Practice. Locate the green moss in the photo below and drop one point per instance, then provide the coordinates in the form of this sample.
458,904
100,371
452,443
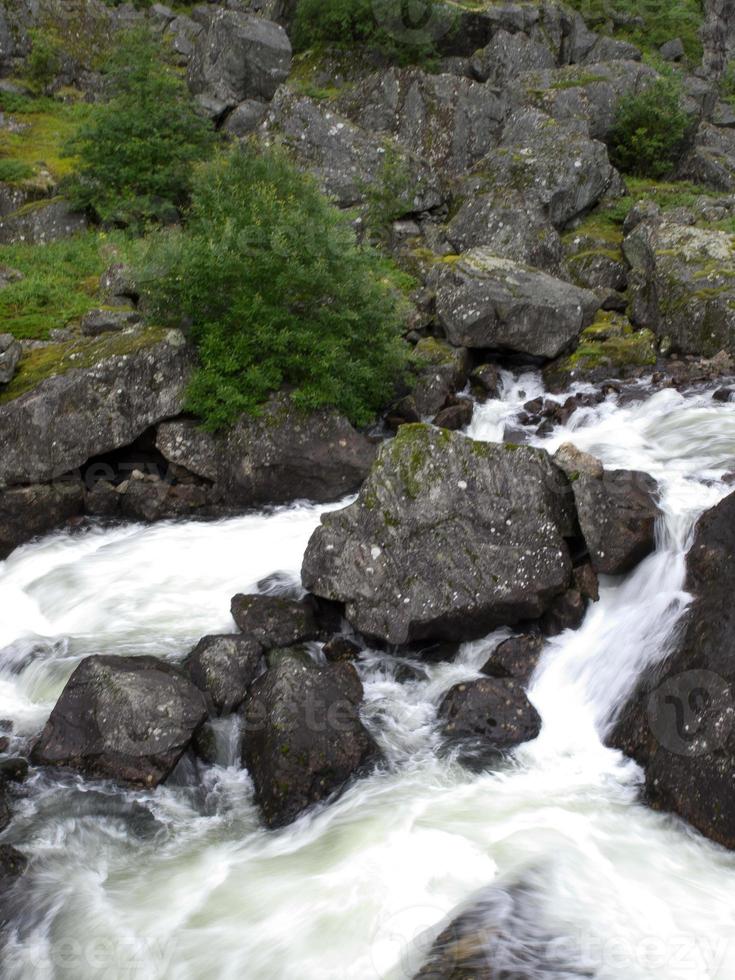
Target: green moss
60,282
53,359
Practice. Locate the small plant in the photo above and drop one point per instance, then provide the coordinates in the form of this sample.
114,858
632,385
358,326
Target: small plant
650,130
136,151
276,293
44,61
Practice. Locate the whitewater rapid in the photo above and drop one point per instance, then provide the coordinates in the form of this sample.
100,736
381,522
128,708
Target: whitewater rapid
183,883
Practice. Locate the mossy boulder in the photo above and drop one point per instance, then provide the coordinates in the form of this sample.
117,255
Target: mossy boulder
609,348
448,538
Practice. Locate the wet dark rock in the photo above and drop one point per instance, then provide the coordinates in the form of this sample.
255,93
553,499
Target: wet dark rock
12,863
679,723
239,56
493,303
124,718
224,667
455,417
341,650
448,539
516,657
281,456
34,510
488,717
273,621
617,512
303,737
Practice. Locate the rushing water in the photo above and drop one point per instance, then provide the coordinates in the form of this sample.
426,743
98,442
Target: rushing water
184,883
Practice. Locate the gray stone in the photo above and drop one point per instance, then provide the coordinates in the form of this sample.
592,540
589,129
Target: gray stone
85,412
492,303
124,718
303,737
447,539
240,56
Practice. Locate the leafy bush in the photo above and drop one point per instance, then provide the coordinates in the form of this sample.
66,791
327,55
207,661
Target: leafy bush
393,27
136,151
276,292
650,130
44,60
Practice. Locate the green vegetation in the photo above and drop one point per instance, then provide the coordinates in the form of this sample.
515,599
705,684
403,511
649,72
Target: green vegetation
403,35
277,292
136,151
650,23
59,282
650,129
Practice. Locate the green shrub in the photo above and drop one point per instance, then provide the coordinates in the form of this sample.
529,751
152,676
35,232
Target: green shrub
44,60
650,130
276,292
136,151
392,27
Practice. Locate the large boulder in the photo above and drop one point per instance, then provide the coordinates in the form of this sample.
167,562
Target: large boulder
32,510
678,723
448,539
448,121
346,160
224,667
488,302
124,718
240,56
303,737
617,511
71,417
487,717
281,456
682,285
274,621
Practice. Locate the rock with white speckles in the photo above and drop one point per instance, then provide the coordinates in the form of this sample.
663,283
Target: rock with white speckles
679,723
124,718
448,539
302,736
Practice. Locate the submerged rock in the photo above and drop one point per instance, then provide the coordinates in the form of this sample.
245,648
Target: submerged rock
679,723
447,539
303,737
488,717
224,667
124,718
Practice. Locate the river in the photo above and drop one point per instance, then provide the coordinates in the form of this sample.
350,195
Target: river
183,883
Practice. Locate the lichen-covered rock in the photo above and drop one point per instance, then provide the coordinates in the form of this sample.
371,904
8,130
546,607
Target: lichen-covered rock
_ _ _
_WORK INSTRUCTION_. Go through the material line by line. Show each line that contains the string "covered".

_RESULT OF THE TASK_.
Practice. Locate the lichen-covered rock in the photo above and drop one point per instance, then provide the coordinates in the form of this sample.
Target: lichen-covered rock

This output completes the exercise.